### Reading text ###

Dog Meat : Far from Lucky

The days just before Chinese New Year are busy for a Thai man who calls himself Mr T.
Mr T works partly as an undercover agent in Thailand's north east and across the Mekong in Laos, to detect illegal shipments of dogs. Up to 2,000 dogs a month are shipped to Vietnam through Laos, bound for dog meat restaurants.
Demand rises at Chinese New Year, because dog meat is considered "lucky."
But there is more to the dog meat trade than cultural attitudes towards consuming dogs. Activists like John Dalley, co-founder of the Soi Dogs Foundation in Thailand, say it's a public health issue.
Mr Dalley maintains that while the horrific abuse of dogs in the course of the trade is well known, even more critical are the public health implications. In 2008 for instance, dog meat was linked to a cholera outbreak in Vietnam.
The cross-border transport, and slaughter and storage of dogs and their meat is unregulated and unhygienic and the dogs sometimes escape.
You need a license and certificates to transport live animals across international borders but the dog runners do not have these.
I asked the opinion of Bangkok-based Dr Subhash Morzaria, from the Emergency Centre for Transboundary Animal Disease, of the Food and Agriculure Organisation.

### Dataset excerpts ###

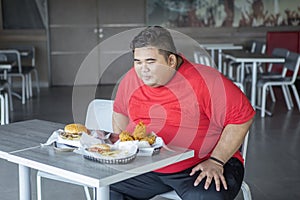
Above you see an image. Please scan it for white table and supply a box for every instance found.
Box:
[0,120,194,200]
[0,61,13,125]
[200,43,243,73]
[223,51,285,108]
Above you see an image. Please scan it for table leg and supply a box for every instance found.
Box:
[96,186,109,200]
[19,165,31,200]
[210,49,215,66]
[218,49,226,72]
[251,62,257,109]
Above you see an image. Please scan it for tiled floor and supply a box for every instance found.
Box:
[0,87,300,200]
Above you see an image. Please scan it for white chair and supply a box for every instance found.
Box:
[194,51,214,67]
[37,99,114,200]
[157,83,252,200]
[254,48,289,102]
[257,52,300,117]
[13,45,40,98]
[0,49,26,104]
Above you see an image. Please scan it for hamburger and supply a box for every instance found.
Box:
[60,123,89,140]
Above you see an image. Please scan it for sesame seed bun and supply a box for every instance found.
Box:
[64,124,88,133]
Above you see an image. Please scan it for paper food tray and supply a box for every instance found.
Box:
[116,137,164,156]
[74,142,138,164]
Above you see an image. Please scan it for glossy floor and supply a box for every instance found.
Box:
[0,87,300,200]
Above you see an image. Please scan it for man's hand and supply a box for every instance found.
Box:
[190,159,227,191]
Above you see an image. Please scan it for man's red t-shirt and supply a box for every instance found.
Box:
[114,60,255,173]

###
### Dataset excerpts ###

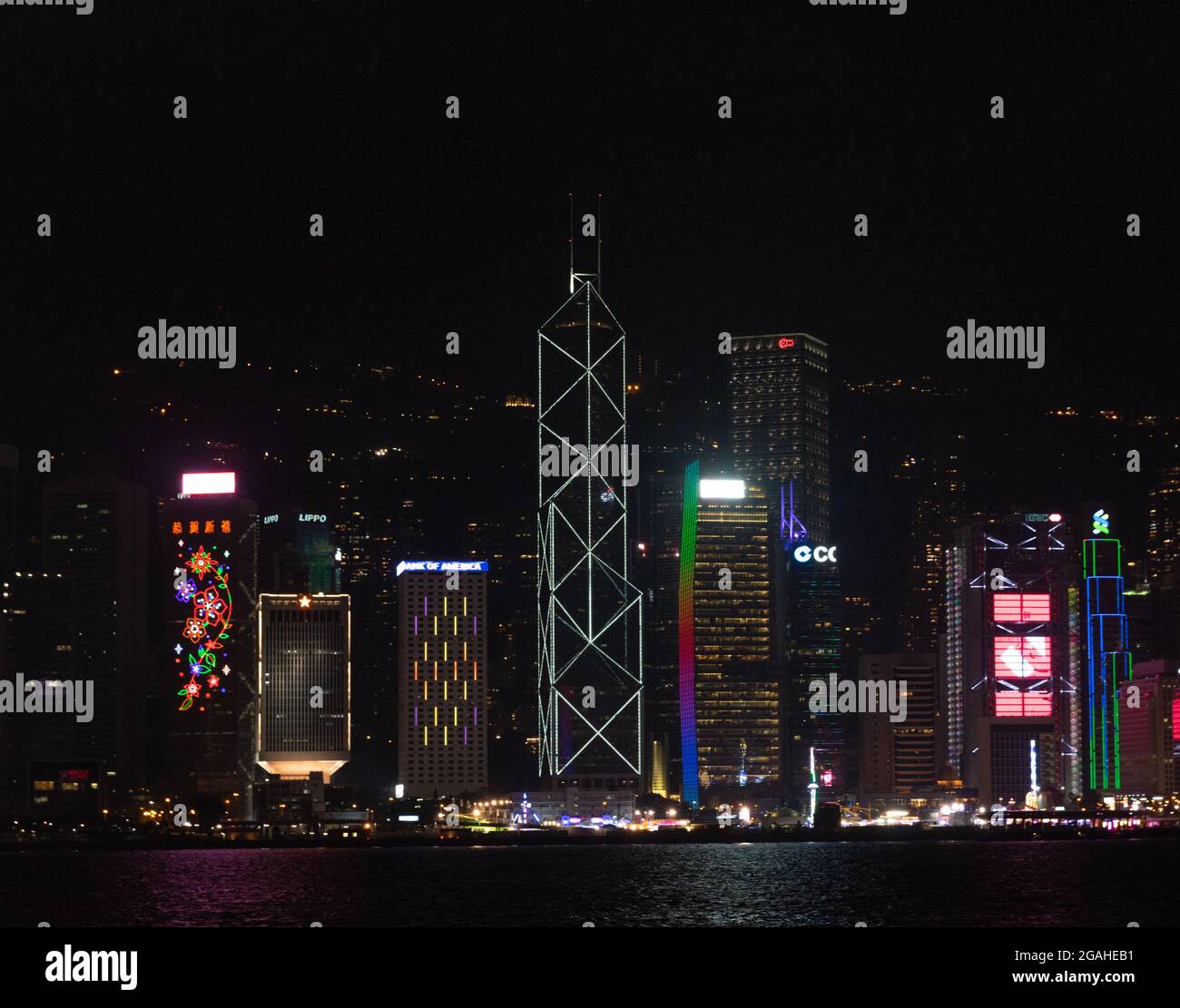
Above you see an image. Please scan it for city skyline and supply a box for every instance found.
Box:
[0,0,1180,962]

###
### Dataset excerpts ###

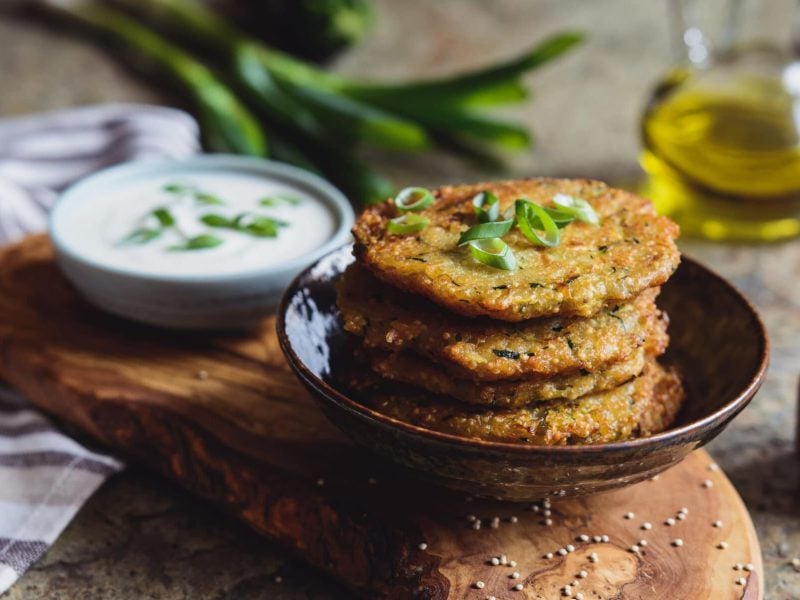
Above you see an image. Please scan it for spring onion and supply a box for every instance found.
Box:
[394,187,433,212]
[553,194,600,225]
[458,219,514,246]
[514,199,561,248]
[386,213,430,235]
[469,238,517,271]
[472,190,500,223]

###

• Tasks and exercises:
**1.** In the dog meat article, how many dogs a month are shipped to Vietnam through Laos?
**2.** Repeat the dog meat article, starting with "Dog Meat : Far" and going on through "dog meat restaurants.".
**3.** Write the next part of the article on the dog meat trade, picking up after its last sentence.
The items come from a different source than the article.

• Set of answers:
**1.** Up to 2,000 dogs a month.

**2.**
Dog Meat : Far from Lucky

The days just before Chinese New Year are busy for a Thai man who calls himself Mr T.
Mr T works partly as an undercover agent in Thailand's north east and across the Mekong in Laos, to detect illegal shipments of dogs. Up to 2,000 dogs a month are shipped to Vietnam through Laos, bound for dog meat restaurants.

**3.**
He replied by email : "Any animals that are transported need to be certified healthy by a qualified veterinarian. There are also welfare standards that need to be observed so that there is no unnecessary suffering."
Dr Morzaria said he did not know of studies that provide quantifiable figures on the transmission of diseases related to the dog meat trade.
But "if dogs are sick or carriers of some pathogens, there is a risk of these pathogens being transported to other provinces and countries," he wrote.
One viral disease that can be spread to humans if an infected dog bites someone is rabies. ''A dog may sometimes be incubating the disease without clinical signs and later on arrival may develop clinical signs and may be dangerous to humans," Dr Morzaria wrote.
People can also get disease from contact with sick animals or eating undercooked dog meat.
"There are also a number of bacterial infections caused by Compylobacter, Salmonella and E. Coli and Leptospira that can cause diarrhoea, fever and other toxic syndromes," he added. "A number of parasitic infections may cause meningitis, diarrhea, and skin lesions."
What's more, dogs can also pass on cryptosporidia, a protozoan parasite, which may cause severe disease in humans that are immuno-compromised, he said.
According to the Soi Dog Foundation, studies have demonstrated a high positive incidence of rabies virus antigen in dogs taken to slaughterhouses, restaurants and markets in China, Vietnam and Indonesia.
The World Health Organisation said in an email: ''There is no doubt that illegal dog trade is a potential source of rabies in the dog eating community in Vietnam.''
Mr Dalley is calling for an international or regional conference on the public health aspects of the dog meat trade.
Among other things, the Foundation donates between 400,000 to 500,000 Baht per month (S$16,600 to S$ 21,000) for the upkeep of some 3,000 dogs in five government-run shelters strapped for cash.
If luck has anything to do with dog meat, it probably applies only to the dogs in the shelters, rescued from a fate on a plate.
Only they are the lucky ones.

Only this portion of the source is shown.